* **PROMPT**
Below are some records; return each one exactly.

(Dataset excerpt)
== == ==

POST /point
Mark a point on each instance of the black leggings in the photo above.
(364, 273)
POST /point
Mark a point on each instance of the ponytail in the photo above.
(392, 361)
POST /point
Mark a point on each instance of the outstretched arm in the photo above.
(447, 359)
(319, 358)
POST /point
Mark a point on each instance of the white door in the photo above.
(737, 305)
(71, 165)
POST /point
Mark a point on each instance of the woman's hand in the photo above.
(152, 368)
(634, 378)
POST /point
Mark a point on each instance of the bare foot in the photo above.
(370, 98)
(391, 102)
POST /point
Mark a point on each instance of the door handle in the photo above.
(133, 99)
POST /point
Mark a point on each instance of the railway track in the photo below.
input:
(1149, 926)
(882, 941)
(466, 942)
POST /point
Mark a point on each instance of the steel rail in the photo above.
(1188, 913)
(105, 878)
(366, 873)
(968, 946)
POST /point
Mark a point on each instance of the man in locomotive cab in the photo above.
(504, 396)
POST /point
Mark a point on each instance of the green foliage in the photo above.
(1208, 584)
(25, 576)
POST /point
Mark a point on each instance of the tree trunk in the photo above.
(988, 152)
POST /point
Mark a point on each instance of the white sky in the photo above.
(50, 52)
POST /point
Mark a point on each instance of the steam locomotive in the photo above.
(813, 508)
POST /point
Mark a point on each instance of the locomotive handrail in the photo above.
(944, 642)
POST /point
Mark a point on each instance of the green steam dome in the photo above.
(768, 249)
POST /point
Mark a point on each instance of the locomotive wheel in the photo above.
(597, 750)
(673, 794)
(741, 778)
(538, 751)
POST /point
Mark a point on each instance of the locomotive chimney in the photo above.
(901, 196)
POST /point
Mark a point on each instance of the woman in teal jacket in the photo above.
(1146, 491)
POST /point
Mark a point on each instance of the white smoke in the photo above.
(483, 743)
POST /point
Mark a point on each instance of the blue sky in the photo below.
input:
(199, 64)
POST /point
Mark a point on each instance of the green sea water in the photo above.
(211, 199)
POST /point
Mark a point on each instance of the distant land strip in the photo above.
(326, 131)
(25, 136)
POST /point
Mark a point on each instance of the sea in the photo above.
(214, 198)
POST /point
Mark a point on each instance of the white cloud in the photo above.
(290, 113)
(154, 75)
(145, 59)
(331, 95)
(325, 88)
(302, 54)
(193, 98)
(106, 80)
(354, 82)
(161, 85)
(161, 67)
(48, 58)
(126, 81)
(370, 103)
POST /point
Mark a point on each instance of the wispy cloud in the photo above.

== == ==

* **EXPECTED OUTPUT**
POST /point
Mark a point on each instance of the black leggings in the photo above.
(364, 273)
POST /point
Mark a point on each instance of the ponytail in the photo above.
(392, 361)
POST /point
Mark a point on each instance of the outstretched arm in the photo above.
(447, 359)
(319, 358)
POST /point
Mark a point on each instance of the white door in the photo above.
(737, 305)
(71, 165)
POST /point
Mark a point on each instance of the woman's hand in the photo above.
(152, 368)
(634, 378)
POST /point
Mark a point on each instance of the bare foot in the photo above.
(370, 98)
(391, 102)
POST /point
Mark a point on each instance of the door handle in the photo above.
(133, 99)
POST /point
Mark a point on each instance of the railway track in the photo below.
input:
(1149, 926)
(882, 941)
(466, 942)
POST /point
Mark a point on each instance of the steel rail in the photo above.
(1188, 913)
(105, 878)
(366, 873)
(968, 946)
POST /point
Mark a point on each instance of the man in locomotive cab in the photo above.
(504, 396)
POST /point
Mark a point on each instance of the green foliage in the photo above.
(1208, 584)
(25, 576)
POST /point
Mark a point on each instance of the tree trunk in the photo above.
(988, 152)
POST /point
Mark a point on each instance of the white sky in the photo above.
(50, 52)
POST /point
Mark a point on each instance of the steam locomotive in the photo above.
(813, 508)
POST /point
Mark a point on each instance of the locomotive handrail in the photo above.
(944, 642)
POST /point
Mark a point on each instance of the green steam dome in the photo above.
(768, 249)
POST /point
Mark a point on each instance of the locomotive wheel in the photo above.
(597, 750)
(673, 794)
(741, 778)
(538, 751)
POST /point
Mark a point on each instance of the locomotive chimney in the photo above.
(901, 196)
POST /point
Mark a point on each instance of the woman in teal jacket in the photo above.
(1146, 491)
POST /point
Mark a point on each instance of the white smoke in the photo above.
(483, 743)
POST /point
Mark a point on each instance of the blue sky in the photo below.
input:
(199, 64)
POST /point
Mark a point on each instance of the green sea water in the photo above.
(211, 199)
POST /point
Mark a point on each instance of the distant land strip in the photo above.
(326, 131)
(25, 136)
POST /point
Mark a point on each instance of the sea in the photo above.
(214, 198)
POST /point
Mark a point on each instance of the white cloud in the photo above.
(290, 113)
(154, 75)
(145, 59)
(331, 95)
(325, 88)
(302, 54)
(193, 98)
(106, 80)
(354, 82)
(161, 85)
(161, 67)
(48, 58)
(126, 81)
(370, 103)
POST /point
Mark a point on each instance of the wispy cloud in the photo above.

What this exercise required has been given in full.